QUESTIONS:
A. Reproduce the portion of the Illich passage that opens with the words "Doubtless, the fear" and closes with "to ‘employment’ and ‘energy’.".
B. Carry on the Illich passage from its final sentence.
━━━━━ EXTRACT PROVIDED ━━━━━
Doubtless, the fear and anxiety of a jobless life is palpable to the intern who must pay to work. So are the incomprehension and anger of the homeless family displaced by a hurricane. But even others, who may be luckier, now feel trapped between the pincers of shrinking paychecks and rising costs, whether of gas, heating oil, or food. For the increasingly many who must bear it, this feeling of vulnerability and precariousness need not lead to paralyzing despair. Instead, forced by their circumstances to acknowledge that widespread unemployment and a ravaged environment are likely here to stay, they may, with a flinty humor, reinvent ways to live well. And precisely because they have become scarce, it is perhaps now possible to begin this task by rethinking the once dearly held attachment to ‘employment’ and ‘energy’.

Selected from Illich’s many essays, pamphlets, and drafts, the four items reprinted here remain vitally important to that task. Though written between 1973 and 1983, they have an urgent relevance to those who must inhabit a world without secure employment or supportive environments. Employment is good’, ‘economic growth is necessary’, ‘technical innovations liberate’ -- these were thought obvious when Illich wrote these pages. Though not as obvious now, such notions still dimly maintain their hold on the popular imagination. Just as words on a page blur when a book is held too close, so also one must take sufficient distance to what one thinks obvious to better question it. This effort at distancing becomes all the more difficult when an assumption has been left unquestioned long enough to be taken for a certainty and to even congeal into the way the world is perceived. Unlike many of his time and later, Illich’s thought is radical in the sense of going to the roots of such modern perceptions. These still unsettling and disturbing pages are likely to be useful now to those who seek to find a way, for whatever reason, beyond economics and ecology.
━━━━━ MATERIAL SHOWN ━━━━━
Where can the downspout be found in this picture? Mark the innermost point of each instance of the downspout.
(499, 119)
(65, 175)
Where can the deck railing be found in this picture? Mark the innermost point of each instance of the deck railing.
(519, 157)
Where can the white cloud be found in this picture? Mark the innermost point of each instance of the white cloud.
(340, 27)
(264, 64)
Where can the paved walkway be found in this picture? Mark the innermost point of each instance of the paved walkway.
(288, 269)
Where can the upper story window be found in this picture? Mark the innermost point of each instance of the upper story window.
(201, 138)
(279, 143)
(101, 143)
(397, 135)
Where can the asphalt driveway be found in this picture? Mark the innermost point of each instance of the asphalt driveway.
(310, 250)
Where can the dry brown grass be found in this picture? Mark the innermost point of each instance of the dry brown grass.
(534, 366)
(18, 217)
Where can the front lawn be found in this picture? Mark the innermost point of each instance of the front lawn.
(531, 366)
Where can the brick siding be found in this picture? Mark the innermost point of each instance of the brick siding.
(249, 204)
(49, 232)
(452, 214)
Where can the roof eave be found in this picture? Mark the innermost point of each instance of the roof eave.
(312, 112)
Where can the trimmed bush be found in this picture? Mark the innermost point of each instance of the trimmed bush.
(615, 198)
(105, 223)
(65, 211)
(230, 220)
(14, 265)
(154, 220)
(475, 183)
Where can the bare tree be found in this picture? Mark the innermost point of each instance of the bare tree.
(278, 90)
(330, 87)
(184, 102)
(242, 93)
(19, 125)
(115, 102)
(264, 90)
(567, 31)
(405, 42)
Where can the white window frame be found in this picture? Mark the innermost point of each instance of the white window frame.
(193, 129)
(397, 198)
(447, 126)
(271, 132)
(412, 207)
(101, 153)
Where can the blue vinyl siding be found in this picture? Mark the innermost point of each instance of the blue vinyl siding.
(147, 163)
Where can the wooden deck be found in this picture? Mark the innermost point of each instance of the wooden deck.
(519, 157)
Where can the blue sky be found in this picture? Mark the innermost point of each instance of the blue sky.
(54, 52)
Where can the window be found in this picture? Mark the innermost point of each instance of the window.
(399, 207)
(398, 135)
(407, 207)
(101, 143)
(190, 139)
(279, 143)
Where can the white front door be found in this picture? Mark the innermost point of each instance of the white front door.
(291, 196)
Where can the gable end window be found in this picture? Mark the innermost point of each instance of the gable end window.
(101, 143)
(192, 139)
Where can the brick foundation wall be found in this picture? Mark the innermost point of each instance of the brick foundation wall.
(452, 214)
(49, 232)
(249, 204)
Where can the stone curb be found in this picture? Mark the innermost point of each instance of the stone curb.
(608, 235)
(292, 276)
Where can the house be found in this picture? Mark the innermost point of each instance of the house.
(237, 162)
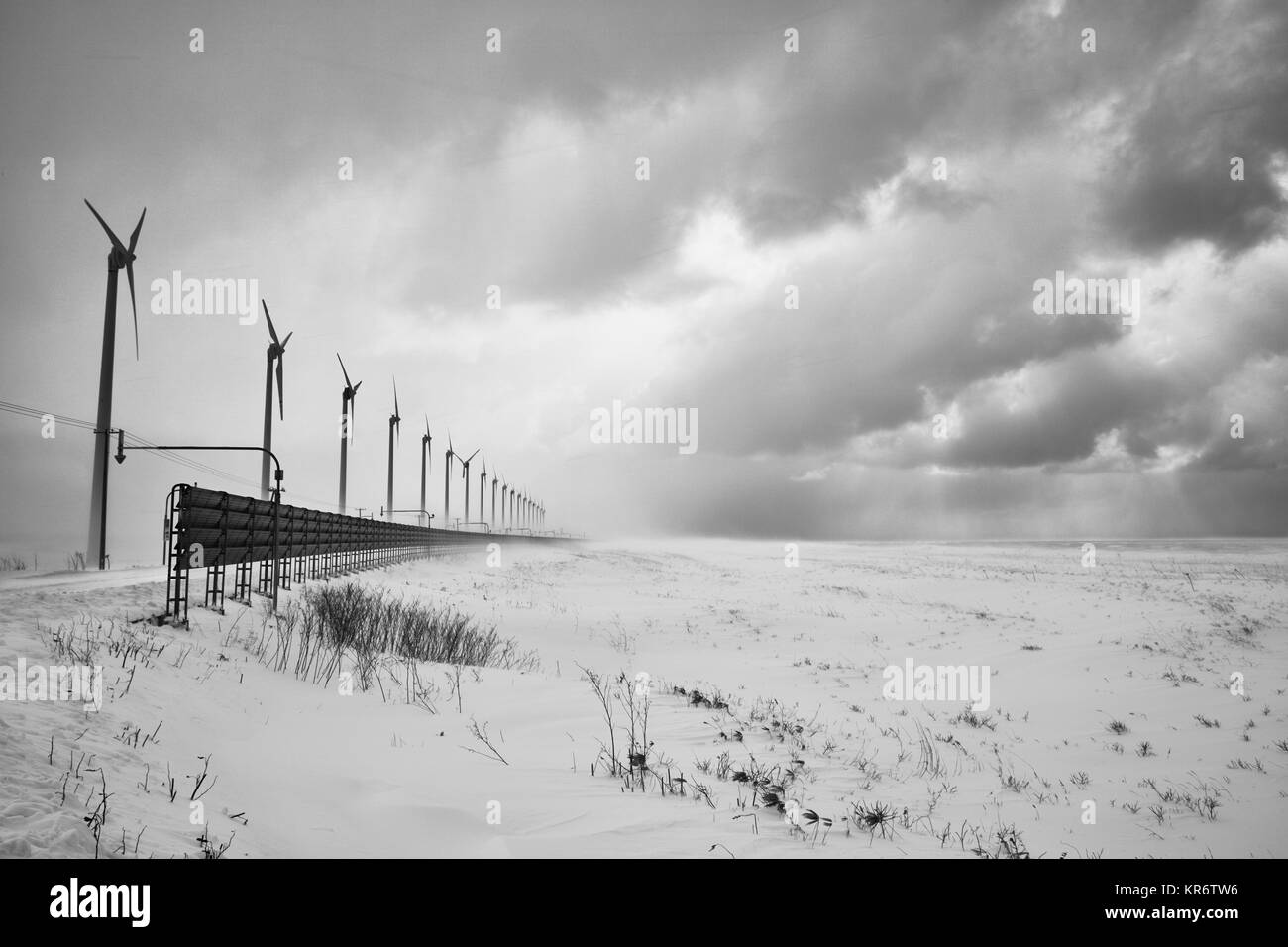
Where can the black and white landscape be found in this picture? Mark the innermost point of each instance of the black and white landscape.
(823, 429)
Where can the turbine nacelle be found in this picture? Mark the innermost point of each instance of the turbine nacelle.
(123, 258)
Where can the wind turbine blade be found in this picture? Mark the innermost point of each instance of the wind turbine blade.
(111, 236)
(134, 237)
(271, 331)
(281, 395)
(129, 274)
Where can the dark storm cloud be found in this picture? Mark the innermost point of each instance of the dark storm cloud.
(1223, 91)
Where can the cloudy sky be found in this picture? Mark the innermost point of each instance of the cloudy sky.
(767, 169)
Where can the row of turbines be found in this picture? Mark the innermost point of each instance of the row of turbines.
(519, 510)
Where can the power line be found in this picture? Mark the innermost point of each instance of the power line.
(27, 411)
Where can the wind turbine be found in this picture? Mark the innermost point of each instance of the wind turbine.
(447, 482)
(275, 352)
(494, 480)
(426, 444)
(465, 475)
(348, 415)
(117, 258)
(394, 425)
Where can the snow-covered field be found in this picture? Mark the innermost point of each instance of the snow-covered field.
(787, 665)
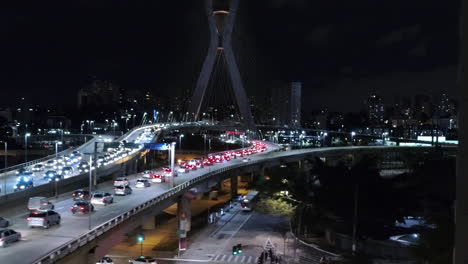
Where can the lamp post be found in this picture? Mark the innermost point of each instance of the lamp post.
(204, 144)
(6, 164)
(180, 141)
(90, 184)
(56, 148)
(56, 187)
(26, 146)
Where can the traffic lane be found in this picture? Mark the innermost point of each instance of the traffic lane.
(40, 242)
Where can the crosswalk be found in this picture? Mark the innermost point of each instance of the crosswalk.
(233, 258)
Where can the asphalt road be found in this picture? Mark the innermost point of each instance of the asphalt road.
(37, 242)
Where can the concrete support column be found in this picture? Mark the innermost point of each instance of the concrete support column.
(219, 185)
(234, 180)
(149, 224)
(461, 204)
(184, 214)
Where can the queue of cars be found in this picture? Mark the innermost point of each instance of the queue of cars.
(43, 215)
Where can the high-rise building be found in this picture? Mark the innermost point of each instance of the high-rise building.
(99, 93)
(375, 109)
(296, 91)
━━━━━
ANSWERS FOR THE EXERCISE:
A.
Doubtless, the fear and anxiety of a jobless life is palpable to the intern who must pay to work. So are the incomprehension and anger of the homeless family displaced by a hurricane. But even others, who may be luckier, now feel trapped between the pincers of shrinking paychecks and rising costs, whether of gas, heating oil, or food. For the increasingly many who must bear it, this feeling of vulnerability and precariousness need not lead to paralyzing despair. Instead, forced by their circumstances to acknowledge that widespread unemployment and a ravaged environment are likely here to stay, they may, with a flinty humor, reinvent ways to live well. And precisely because they have become scarce, it is perhaps now possible to begin this task by rethinking the once dearly held attachment to ‘employment’ and ‘energy’.

B.
Tuesday, July 23, 2013

Illich, birds, and astrology

Two months after Ivan Illich died in late 2002, more than 150 of his friends and colleagues gathered at Bremen University to celebrate his spirit. Barbara Duden describes this symposion (Greek for "drinking together," as Illich liked to point out) in a short paper.

She relates, among other things, how she herself had told the crowd of "Ivan's extraordinary astrological constellation which Annis Fromm, the widow of Erich Fromm, once had cast in an image."

Annis Fromm had seen Illich as "like a broad leaf-less bush with hundreds of birds squatting on its branches."

"So here they were," Ms. Duden continues, "Ivan's 'birds,' his lame ducks and migrant birds, tippet grebes, paradise birds, eagles and cranes. Nils Christie from Norway, Fjedor Shanin from Moscow, Uwe Pörksen from Freiburg, Christine von Weizsäcker from Bonn, Hanns Steger from Erlangen." And many more.

It was about one year after this event that we first heard Ms. Duden use this figure of speech, while speaking at a celebration of Illich held at Pitzer College. Illich's work, we took her to say, was such that thinkers in all sorts of other fields were able to use and build on it. Illich's explorations delved into many different branches of knowledge, from architecture to medicine, from sociology to economics, from history to theology, from linguistics to education.

We've never forgotten this image of birds gathering on the tree of Illich. We've always assumed it was something Ms. Duden had come up with, but having recently re-read her article about that long-ago symposion, we realize not. (It was only after we chose the graphical theme for this page, one of the stock themes offered by Google, that we noticed those birds up in the corner. A sign of some sort?)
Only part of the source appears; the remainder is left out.